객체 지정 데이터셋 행
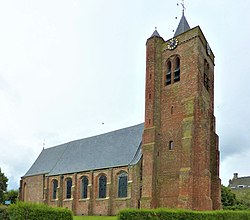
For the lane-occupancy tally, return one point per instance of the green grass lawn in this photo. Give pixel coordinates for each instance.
(95, 217)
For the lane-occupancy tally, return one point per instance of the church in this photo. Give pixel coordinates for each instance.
(170, 160)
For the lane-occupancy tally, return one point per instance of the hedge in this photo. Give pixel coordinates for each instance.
(3, 212)
(24, 210)
(172, 214)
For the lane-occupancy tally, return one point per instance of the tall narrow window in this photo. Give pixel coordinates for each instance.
(85, 183)
(177, 70)
(54, 187)
(102, 186)
(206, 75)
(68, 188)
(168, 74)
(122, 185)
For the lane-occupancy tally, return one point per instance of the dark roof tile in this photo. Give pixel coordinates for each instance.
(113, 149)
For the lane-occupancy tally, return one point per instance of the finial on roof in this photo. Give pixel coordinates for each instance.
(183, 7)
(155, 34)
(183, 25)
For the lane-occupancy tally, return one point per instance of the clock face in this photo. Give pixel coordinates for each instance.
(172, 44)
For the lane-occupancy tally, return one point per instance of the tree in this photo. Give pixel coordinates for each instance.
(3, 185)
(229, 200)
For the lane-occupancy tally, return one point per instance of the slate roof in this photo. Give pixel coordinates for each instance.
(155, 34)
(118, 148)
(240, 181)
(183, 26)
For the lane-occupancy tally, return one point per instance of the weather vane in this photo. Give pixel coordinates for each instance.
(183, 6)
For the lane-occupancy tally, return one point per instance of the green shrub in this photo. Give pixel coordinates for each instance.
(24, 210)
(173, 214)
(3, 212)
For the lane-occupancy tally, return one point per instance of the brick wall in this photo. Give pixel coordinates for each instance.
(181, 113)
(40, 189)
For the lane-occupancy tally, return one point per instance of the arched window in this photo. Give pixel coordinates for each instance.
(177, 70)
(168, 73)
(54, 188)
(102, 186)
(122, 185)
(68, 188)
(85, 183)
(25, 197)
(206, 75)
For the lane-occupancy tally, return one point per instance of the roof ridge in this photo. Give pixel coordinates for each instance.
(93, 136)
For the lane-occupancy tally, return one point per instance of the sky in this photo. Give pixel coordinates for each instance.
(71, 69)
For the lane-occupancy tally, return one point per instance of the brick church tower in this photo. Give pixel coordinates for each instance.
(180, 147)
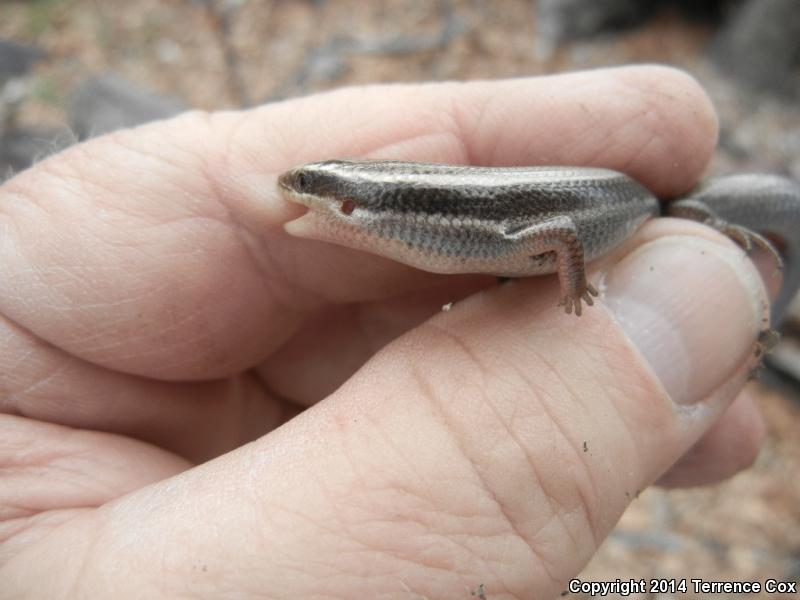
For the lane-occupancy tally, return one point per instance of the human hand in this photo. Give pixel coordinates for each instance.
(156, 315)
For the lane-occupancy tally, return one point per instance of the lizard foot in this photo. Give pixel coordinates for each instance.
(570, 302)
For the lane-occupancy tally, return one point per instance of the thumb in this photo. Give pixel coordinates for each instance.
(491, 449)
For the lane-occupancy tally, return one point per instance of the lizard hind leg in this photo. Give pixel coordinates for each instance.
(559, 235)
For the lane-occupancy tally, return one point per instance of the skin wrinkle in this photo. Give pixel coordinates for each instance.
(583, 503)
(281, 302)
(430, 391)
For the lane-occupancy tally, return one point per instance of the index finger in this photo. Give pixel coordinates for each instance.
(160, 251)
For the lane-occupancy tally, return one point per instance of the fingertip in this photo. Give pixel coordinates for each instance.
(731, 445)
(681, 121)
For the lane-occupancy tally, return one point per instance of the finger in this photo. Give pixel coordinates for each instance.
(730, 446)
(160, 251)
(196, 420)
(52, 474)
(494, 446)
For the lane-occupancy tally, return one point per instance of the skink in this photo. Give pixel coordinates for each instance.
(514, 222)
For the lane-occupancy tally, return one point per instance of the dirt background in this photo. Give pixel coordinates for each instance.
(214, 55)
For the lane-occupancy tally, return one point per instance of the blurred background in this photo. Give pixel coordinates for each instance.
(71, 69)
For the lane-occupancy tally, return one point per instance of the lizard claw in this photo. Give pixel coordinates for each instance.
(747, 239)
(570, 302)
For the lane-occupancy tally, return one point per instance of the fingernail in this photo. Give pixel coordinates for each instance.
(693, 307)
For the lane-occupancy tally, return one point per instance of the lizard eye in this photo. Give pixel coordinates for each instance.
(302, 181)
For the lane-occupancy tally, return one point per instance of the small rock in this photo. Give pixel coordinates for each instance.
(760, 46)
(107, 103)
(17, 59)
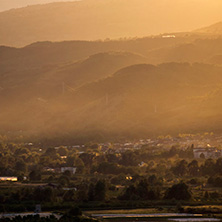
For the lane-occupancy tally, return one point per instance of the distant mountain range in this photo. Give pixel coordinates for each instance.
(99, 19)
(215, 29)
(83, 90)
(100, 90)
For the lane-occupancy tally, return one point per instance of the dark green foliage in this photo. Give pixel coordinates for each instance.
(100, 190)
(179, 192)
(35, 175)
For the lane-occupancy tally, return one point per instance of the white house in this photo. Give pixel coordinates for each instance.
(71, 169)
(209, 152)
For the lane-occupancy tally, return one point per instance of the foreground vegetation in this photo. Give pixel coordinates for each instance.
(135, 178)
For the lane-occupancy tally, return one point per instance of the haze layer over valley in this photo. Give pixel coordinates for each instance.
(101, 19)
(130, 87)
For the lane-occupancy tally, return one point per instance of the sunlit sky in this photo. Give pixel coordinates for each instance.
(9, 4)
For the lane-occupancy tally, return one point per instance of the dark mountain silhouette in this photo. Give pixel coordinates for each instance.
(215, 29)
(96, 19)
(136, 101)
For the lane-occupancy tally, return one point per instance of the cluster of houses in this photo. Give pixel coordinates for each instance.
(206, 153)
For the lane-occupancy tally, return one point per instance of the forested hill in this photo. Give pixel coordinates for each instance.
(137, 100)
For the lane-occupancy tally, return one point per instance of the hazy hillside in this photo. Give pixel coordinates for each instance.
(99, 19)
(136, 100)
(215, 29)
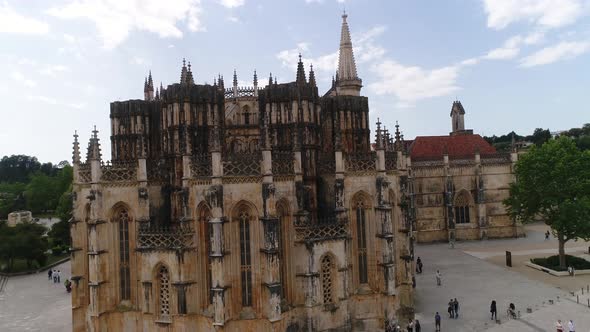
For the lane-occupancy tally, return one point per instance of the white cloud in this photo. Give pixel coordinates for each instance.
(365, 50)
(512, 46)
(20, 78)
(43, 99)
(231, 3)
(115, 19)
(137, 60)
(69, 38)
(558, 52)
(546, 13)
(13, 22)
(52, 70)
(502, 53)
(410, 84)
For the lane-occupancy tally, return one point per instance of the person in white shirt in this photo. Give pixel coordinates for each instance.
(558, 326)
(570, 326)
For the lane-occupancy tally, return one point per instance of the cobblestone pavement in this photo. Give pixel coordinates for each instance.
(33, 303)
(479, 277)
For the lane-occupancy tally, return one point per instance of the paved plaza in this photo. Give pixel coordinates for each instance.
(33, 303)
(475, 274)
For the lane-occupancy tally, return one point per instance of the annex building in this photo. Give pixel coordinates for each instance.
(227, 208)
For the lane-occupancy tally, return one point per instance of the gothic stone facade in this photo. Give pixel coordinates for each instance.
(460, 182)
(243, 209)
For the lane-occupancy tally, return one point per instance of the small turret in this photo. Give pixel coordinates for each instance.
(235, 87)
(300, 72)
(76, 155)
(190, 78)
(148, 89)
(183, 73)
(93, 147)
(255, 84)
(458, 119)
(312, 81)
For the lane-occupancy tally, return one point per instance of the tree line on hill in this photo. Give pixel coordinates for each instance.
(580, 136)
(42, 188)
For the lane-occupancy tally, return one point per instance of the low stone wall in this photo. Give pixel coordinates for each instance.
(553, 272)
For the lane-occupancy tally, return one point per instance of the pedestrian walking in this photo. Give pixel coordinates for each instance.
(494, 310)
(558, 326)
(570, 326)
(437, 322)
(451, 309)
(419, 265)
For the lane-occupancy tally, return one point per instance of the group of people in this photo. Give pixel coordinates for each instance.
(56, 276)
(453, 308)
(570, 326)
(413, 326)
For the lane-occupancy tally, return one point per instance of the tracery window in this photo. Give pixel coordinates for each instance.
(124, 273)
(245, 259)
(361, 242)
(164, 292)
(283, 220)
(462, 208)
(327, 279)
(205, 215)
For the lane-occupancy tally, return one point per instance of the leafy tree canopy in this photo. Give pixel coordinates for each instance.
(553, 182)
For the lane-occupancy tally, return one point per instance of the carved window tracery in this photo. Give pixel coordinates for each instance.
(462, 208)
(124, 270)
(361, 217)
(164, 292)
(327, 278)
(245, 259)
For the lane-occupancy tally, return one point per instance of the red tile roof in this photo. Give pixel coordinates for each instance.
(433, 147)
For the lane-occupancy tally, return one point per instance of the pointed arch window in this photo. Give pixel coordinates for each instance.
(282, 241)
(163, 292)
(204, 217)
(462, 208)
(245, 259)
(327, 279)
(361, 225)
(124, 270)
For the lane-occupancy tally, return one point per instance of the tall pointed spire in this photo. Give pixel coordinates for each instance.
(93, 147)
(311, 76)
(300, 72)
(235, 87)
(183, 73)
(76, 155)
(255, 84)
(190, 78)
(347, 80)
(148, 90)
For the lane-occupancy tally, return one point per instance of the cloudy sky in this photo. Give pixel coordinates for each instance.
(514, 64)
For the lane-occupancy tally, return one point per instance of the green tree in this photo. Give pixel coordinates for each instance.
(24, 241)
(540, 136)
(60, 231)
(553, 182)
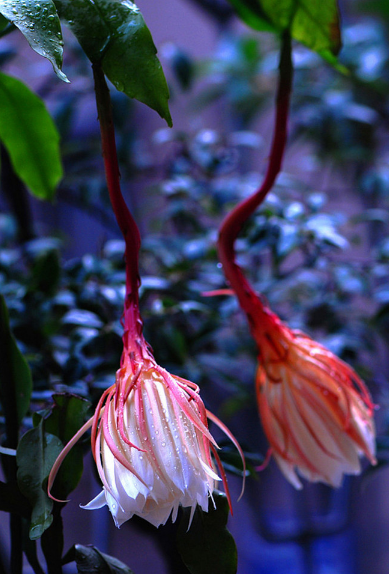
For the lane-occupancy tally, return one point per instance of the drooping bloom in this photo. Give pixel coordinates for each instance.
(316, 412)
(152, 445)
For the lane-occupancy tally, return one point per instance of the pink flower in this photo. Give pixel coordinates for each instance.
(316, 412)
(151, 444)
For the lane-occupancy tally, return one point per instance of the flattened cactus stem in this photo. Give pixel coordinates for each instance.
(234, 221)
(127, 225)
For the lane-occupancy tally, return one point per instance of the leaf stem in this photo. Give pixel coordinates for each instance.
(127, 224)
(234, 221)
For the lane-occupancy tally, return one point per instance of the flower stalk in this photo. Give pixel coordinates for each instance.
(149, 434)
(132, 321)
(316, 412)
(234, 221)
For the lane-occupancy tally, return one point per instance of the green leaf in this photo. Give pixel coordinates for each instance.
(208, 547)
(114, 34)
(39, 23)
(46, 273)
(30, 136)
(15, 375)
(90, 560)
(64, 420)
(252, 13)
(12, 500)
(36, 454)
(312, 22)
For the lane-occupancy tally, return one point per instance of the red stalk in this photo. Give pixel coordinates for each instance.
(234, 221)
(127, 224)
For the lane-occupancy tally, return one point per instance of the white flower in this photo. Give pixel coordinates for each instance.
(315, 410)
(152, 446)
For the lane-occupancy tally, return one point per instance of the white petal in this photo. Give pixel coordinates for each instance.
(98, 502)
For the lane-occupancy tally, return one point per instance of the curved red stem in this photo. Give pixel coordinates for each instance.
(234, 221)
(127, 224)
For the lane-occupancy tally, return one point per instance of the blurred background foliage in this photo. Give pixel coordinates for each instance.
(318, 248)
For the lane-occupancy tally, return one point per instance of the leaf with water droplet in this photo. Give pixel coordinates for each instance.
(115, 35)
(38, 22)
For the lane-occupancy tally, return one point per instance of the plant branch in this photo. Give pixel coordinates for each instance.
(234, 221)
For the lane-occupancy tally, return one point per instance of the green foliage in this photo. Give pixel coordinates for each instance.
(314, 23)
(36, 455)
(31, 139)
(90, 560)
(123, 45)
(39, 23)
(63, 420)
(208, 547)
(15, 375)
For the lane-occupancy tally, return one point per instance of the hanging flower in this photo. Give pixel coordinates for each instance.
(151, 444)
(316, 412)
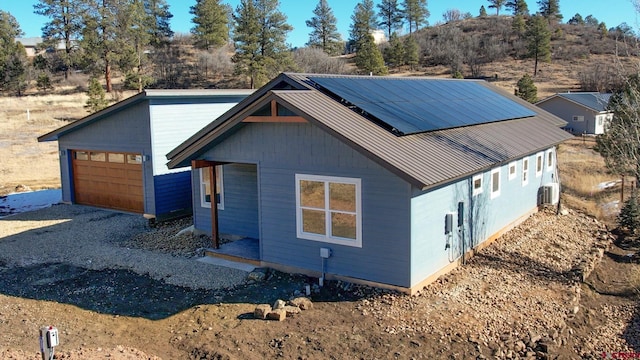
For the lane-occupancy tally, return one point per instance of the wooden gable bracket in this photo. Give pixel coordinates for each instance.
(274, 118)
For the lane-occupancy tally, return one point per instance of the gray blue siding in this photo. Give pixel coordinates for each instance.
(283, 150)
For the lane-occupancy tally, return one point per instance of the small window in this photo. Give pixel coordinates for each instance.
(98, 156)
(495, 183)
(328, 209)
(82, 155)
(513, 170)
(477, 184)
(525, 171)
(134, 159)
(539, 160)
(205, 188)
(116, 158)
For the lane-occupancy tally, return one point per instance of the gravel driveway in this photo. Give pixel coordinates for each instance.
(78, 255)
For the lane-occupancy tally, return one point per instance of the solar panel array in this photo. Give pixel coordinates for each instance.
(410, 106)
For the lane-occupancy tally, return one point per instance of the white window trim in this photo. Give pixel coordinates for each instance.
(203, 202)
(328, 238)
(525, 171)
(549, 156)
(513, 175)
(473, 183)
(495, 193)
(540, 156)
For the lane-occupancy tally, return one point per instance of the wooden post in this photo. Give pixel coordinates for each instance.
(215, 236)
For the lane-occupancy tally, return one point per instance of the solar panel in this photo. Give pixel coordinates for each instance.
(410, 106)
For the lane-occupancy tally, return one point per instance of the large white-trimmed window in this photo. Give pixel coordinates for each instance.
(495, 183)
(539, 161)
(513, 170)
(477, 184)
(328, 209)
(205, 187)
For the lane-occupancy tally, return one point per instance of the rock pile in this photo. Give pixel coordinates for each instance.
(281, 309)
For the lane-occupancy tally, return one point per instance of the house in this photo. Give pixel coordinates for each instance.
(584, 112)
(115, 158)
(379, 180)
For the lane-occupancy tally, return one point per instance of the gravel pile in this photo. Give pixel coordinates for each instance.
(97, 239)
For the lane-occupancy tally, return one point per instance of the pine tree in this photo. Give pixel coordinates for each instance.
(518, 7)
(483, 12)
(211, 24)
(538, 41)
(369, 58)
(415, 13)
(260, 35)
(97, 97)
(64, 26)
(324, 33)
(391, 16)
(527, 90)
(496, 4)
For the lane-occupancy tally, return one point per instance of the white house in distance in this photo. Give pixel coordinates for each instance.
(584, 112)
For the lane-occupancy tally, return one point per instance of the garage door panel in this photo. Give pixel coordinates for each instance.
(109, 184)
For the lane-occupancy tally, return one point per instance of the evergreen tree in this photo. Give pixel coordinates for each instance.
(538, 41)
(518, 7)
(391, 16)
(369, 58)
(527, 90)
(260, 35)
(324, 33)
(415, 13)
(64, 26)
(483, 12)
(496, 4)
(211, 24)
(394, 54)
(363, 22)
(97, 98)
(550, 9)
(411, 52)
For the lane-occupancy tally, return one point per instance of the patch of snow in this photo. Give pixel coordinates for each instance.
(16, 203)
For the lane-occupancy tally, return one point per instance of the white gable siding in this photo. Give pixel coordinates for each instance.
(173, 124)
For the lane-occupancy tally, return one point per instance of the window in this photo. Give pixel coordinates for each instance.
(495, 183)
(513, 170)
(328, 209)
(205, 188)
(525, 171)
(539, 159)
(477, 184)
(549, 160)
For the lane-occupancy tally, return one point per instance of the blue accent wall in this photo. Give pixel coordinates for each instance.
(283, 150)
(172, 192)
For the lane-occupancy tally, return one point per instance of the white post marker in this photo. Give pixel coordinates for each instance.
(48, 341)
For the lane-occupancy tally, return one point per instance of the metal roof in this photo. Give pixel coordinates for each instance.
(595, 101)
(145, 95)
(426, 159)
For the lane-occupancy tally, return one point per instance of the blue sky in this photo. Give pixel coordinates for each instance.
(612, 12)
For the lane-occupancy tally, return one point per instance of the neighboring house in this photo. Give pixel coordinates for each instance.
(584, 112)
(115, 158)
(378, 180)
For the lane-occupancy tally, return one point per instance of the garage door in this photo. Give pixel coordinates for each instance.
(108, 179)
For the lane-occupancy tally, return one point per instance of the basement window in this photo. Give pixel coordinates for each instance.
(205, 188)
(328, 209)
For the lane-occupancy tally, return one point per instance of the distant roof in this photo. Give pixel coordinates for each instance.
(148, 94)
(592, 100)
(424, 159)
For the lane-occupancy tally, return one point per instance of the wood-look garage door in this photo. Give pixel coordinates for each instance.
(108, 179)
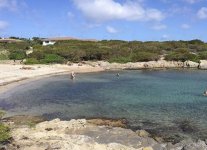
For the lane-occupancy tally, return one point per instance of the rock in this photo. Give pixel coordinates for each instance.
(200, 145)
(109, 122)
(203, 64)
(147, 148)
(191, 64)
(142, 133)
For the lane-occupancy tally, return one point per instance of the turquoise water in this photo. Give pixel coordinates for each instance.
(168, 103)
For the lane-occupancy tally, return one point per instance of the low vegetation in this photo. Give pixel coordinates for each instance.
(107, 50)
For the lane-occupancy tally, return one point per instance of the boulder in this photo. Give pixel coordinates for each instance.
(203, 64)
(142, 133)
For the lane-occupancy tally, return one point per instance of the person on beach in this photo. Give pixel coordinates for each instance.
(72, 76)
(205, 93)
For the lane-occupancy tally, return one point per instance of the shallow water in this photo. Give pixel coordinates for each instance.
(168, 103)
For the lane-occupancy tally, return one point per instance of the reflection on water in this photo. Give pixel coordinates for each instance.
(167, 103)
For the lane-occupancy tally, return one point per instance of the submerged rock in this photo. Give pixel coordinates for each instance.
(142, 133)
(83, 135)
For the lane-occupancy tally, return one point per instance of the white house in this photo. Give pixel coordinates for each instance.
(52, 41)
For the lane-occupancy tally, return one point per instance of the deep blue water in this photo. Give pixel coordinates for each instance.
(168, 103)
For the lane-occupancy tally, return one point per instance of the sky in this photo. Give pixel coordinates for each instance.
(142, 20)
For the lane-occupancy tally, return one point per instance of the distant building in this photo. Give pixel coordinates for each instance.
(9, 40)
(52, 41)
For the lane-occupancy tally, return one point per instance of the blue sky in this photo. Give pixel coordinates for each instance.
(144, 20)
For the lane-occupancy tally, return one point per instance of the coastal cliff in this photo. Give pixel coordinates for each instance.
(86, 135)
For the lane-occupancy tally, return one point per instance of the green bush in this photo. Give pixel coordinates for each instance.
(52, 58)
(145, 56)
(120, 59)
(31, 61)
(181, 55)
(202, 55)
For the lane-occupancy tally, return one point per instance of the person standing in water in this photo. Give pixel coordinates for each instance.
(72, 76)
(205, 93)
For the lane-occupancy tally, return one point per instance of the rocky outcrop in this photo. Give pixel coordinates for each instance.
(82, 135)
(203, 64)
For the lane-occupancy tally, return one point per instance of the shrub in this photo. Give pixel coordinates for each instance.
(181, 55)
(31, 61)
(145, 56)
(52, 58)
(17, 55)
(120, 60)
(202, 55)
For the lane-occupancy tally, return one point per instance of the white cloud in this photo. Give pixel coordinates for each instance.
(185, 26)
(159, 27)
(165, 37)
(105, 10)
(3, 25)
(8, 4)
(202, 13)
(192, 1)
(110, 29)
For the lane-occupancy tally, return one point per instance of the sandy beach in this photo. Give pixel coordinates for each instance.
(11, 74)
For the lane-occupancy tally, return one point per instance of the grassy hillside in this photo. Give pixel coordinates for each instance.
(112, 51)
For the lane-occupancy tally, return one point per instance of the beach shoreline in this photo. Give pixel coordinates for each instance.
(13, 74)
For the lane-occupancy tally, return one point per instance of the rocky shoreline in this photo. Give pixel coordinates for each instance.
(82, 134)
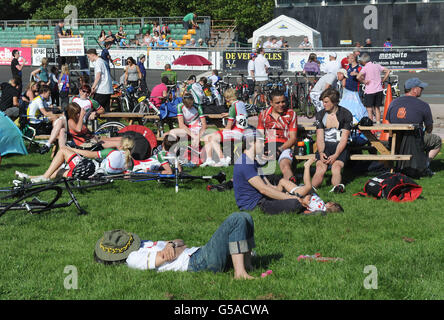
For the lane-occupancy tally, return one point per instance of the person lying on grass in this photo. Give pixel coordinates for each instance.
(234, 238)
(80, 164)
(252, 189)
(162, 161)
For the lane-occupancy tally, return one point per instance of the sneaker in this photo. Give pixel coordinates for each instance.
(39, 179)
(428, 173)
(21, 175)
(208, 163)
(225, 162)
(44, 149)
(340, 188)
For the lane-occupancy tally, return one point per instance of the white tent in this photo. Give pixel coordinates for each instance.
(287, 27)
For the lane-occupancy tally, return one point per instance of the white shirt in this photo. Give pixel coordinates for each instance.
(145, 257)
(259, 66)
(332, 66)
(250, 68)
(329, 78)
(105, 85)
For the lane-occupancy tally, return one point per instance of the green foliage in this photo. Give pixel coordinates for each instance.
(249, 14)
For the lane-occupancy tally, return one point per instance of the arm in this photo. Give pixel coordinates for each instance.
(266, 190)
(386, 74)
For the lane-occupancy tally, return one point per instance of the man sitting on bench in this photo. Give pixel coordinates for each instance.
(252, 189)
(333, 126)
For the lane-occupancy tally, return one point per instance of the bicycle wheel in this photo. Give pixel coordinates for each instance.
(34, 201)
(125, 104)
(109, 129)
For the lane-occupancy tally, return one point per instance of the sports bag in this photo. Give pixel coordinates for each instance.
(395, 187)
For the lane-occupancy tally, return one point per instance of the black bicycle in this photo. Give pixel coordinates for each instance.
(36, 198)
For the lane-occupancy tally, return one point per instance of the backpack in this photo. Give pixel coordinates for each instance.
(395, 187)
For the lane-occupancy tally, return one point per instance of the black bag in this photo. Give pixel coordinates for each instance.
(395, 187)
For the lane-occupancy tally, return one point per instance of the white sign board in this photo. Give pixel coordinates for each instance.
(37, 55)
(71, 47)
(119, 57)
(159, 58)
(297, 60)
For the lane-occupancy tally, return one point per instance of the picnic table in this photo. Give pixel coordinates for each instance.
(370, 132)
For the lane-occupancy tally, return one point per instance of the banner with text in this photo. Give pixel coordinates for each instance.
(238, 61)
(400, 59)
(71, 47)
(297, 60)
(37, 55)
(159, 58)
(6, 56)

따를 지시사항 -
"of the picnic"이 들어 있는 줄부터 항목의 마지막 줄까지, 양 끝 줄을 포함해 한 글자도 바꾸지 않고 그대로 다시 적어 줄 수 있나요?

연습 답안 -
For the lane-occupancy tally, return one point per instance of the picnic table in this photo. Give pixel coordinates for each instance.
(370, 132)
For the lane-occupancy tally, return one point per instance of the banner with text in this photo. Give pixel coordinates for each instance.
(238, 61)
(400, 59)
(71, 47)
(297, 60)
(37, 55)
(159, 58)
(6, 56)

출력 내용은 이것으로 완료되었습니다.